• [Exercise brief]: Extract from the entries below, exactly as given, only the lines from the line containing "Target: blue backpack" to the line containing "[indicate] one point per instance, sample <point>128,22</point>.", both lines included.

• [Input data]:
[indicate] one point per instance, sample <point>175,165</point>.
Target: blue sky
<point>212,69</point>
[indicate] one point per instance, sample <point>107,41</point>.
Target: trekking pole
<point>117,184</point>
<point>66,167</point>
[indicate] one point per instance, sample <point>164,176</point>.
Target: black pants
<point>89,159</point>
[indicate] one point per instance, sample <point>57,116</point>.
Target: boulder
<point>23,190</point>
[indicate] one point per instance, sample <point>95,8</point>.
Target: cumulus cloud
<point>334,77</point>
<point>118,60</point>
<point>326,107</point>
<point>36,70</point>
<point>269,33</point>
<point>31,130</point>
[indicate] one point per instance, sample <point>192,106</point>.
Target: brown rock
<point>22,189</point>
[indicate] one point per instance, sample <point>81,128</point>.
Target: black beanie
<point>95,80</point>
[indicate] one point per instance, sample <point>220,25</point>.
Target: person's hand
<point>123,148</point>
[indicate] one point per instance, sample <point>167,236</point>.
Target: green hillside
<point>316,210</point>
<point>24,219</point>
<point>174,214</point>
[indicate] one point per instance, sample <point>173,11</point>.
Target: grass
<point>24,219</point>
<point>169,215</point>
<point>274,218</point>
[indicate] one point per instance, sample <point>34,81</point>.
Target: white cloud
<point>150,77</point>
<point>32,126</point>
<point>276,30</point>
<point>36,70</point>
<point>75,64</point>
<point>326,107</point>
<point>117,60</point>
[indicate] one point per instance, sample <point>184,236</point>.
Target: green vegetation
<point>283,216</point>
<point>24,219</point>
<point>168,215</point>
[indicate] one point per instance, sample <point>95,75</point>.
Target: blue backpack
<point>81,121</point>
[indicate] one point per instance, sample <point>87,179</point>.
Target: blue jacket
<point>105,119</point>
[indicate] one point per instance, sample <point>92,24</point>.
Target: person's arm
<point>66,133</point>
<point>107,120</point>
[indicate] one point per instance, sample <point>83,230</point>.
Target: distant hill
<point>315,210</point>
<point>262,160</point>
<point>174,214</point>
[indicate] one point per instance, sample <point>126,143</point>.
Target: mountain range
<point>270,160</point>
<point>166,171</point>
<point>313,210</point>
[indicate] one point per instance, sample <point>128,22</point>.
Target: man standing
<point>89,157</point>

• [Result of the task]:
Target: blue backpack
<point>81,121</point>
[indicate] one point per instance, sample <point>87,179</point>.
Target: blue jacket
<point>105,119</point>
[indicate] one point per instance, sample <point>92,24</point>.
Target: person's arm
<point>66,133</point>
<point>107,120</point>
[indicate] one point per instance, sample <point>83,230</point>.
Target: distant hill
<point>315,210</point>
<point>262,160</point>
<point>174,214</point>
[indicate] one point per instance, sample <point>126,143</point>.
Target: mountain range
<point>270,160</point>
<point>166,171</point>
<point>313,210</point>
[indicate] one point per instance, sample <point>128,22</point>.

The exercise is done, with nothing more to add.